**INFORMATION PROVIDED**

━━━━━━━━━━━━━━━━

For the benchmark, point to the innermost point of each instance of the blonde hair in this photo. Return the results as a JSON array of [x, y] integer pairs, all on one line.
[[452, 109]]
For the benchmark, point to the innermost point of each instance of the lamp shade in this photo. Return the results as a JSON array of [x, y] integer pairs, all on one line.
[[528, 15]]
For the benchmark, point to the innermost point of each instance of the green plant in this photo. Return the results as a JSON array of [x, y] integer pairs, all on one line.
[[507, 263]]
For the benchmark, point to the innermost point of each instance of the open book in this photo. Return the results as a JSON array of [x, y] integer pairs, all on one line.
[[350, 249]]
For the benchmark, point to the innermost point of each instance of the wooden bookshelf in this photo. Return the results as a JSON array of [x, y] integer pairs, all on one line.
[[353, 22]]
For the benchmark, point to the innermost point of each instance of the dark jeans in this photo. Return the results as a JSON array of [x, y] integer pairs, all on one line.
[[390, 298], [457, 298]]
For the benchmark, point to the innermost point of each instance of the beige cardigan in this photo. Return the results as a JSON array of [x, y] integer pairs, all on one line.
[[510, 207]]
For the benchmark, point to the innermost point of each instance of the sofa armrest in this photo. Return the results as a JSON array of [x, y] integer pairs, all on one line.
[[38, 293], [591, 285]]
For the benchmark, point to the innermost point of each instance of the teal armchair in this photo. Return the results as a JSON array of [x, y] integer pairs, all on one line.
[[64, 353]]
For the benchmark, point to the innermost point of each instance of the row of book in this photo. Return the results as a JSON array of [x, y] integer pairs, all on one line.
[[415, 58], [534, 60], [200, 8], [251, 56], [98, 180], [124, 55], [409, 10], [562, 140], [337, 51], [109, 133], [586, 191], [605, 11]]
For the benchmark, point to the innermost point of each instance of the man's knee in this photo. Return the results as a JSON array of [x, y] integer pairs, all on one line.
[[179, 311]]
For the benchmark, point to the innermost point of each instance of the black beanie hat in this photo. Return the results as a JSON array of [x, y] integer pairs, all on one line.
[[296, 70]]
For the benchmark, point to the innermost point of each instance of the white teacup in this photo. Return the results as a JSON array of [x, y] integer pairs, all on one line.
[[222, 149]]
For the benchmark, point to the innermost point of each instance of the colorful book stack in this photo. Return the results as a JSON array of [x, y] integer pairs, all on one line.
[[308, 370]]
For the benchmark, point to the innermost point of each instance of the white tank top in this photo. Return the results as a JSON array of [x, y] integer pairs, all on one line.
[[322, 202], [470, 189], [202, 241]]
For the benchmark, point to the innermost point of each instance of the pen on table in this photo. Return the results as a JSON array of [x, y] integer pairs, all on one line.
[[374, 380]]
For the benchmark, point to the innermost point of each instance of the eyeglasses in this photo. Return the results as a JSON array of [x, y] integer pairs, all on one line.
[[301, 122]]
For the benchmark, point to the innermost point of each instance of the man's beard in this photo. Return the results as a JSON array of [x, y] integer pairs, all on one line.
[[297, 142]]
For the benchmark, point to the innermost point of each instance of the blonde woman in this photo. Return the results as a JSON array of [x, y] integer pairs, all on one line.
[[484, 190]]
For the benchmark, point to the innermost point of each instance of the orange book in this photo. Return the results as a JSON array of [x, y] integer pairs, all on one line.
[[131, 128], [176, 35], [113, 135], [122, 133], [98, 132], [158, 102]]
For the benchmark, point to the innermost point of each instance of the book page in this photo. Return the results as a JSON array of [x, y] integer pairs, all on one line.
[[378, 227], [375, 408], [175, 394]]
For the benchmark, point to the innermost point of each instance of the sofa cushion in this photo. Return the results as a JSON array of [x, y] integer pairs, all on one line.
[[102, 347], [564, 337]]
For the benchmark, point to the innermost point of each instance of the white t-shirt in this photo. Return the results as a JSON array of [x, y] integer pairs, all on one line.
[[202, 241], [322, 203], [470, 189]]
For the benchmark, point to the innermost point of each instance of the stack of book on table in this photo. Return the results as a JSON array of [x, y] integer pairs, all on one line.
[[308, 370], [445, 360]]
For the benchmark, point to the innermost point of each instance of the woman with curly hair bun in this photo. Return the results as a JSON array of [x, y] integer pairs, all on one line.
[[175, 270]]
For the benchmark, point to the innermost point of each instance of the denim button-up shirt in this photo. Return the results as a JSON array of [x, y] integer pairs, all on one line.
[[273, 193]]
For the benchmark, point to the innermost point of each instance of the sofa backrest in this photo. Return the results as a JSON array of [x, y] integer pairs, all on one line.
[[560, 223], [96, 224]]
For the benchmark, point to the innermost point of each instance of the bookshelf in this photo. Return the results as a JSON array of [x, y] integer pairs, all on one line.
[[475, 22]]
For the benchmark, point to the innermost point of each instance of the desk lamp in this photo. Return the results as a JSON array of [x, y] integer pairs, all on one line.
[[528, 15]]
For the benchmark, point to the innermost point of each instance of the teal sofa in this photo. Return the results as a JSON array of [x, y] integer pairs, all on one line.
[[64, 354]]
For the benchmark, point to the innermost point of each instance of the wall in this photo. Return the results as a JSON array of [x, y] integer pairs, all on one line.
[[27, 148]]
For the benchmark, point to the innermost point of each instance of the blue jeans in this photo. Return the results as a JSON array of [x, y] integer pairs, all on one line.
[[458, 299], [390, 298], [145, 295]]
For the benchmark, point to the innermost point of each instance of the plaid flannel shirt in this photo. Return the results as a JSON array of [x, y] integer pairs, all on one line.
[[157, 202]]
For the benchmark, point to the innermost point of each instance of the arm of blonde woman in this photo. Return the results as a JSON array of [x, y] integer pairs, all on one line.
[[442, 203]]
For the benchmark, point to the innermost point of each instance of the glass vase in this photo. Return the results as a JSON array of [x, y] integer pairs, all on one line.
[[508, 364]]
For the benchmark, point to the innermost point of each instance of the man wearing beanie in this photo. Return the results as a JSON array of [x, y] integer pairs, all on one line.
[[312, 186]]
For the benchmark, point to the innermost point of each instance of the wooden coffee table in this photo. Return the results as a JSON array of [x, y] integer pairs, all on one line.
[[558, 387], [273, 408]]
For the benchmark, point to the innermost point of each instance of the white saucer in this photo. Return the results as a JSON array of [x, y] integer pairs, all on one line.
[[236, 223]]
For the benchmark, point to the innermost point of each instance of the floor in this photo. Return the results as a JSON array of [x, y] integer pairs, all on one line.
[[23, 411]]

━━━━━━━━━━━━━━━━

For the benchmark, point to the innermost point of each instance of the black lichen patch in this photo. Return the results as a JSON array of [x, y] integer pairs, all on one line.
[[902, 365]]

━━━━━━━━━━━━━━━━

**WHAT THE EXERCISE ASKS**
Starting at the line that contains "the blonde hair" and ending at the line that contains "[[510, 207]]", switch "innermost" to "central" in the records. Return only those lines, with everything else left unchanged.

**WRITTEN RESPONSE**
For the benchmark, point to the central point of each instance of the blonde hair in this photo. Return the results as a JSON array of [x, y] integer pairs, all on one line.
[[452, 109]]
For the benchmark, point to the central point of each instance of the lamp shade in this photo. Return the results as a JSON array of [x, y] integer pairs, all on one line.
[[528, 15]]
For the benchmark, point to the central point of each instance of the green plant in this photo. Return the results as a JSON array of [x, y] integer pairs, all on one line.
[[507, 263]]
For the benchmark, point to the central point of each instance of the open book in this photo. Return the results as a JSON array of [x, y] integer pairs, all on one line.
[[350, 249]]
For the benchmark, point to the central point of each instance of the wooden bookshelf in this photo. Return the results as a JSON array of [x, y] integer pairs, all on one line.
[[353, 22]]
For the benchmark, point to the central point of each instance of the dark jeans in this photo. Return the results as a JSON array of [x, y] integer pairs, all on one line.
[[390, 298], [457, 298]]
For the benchmark, point to the central point of each instance of the beige cardigan in this photo. Return the results as a JSON array of [x, y] integer pairs, all on one line.
[[510, 207]]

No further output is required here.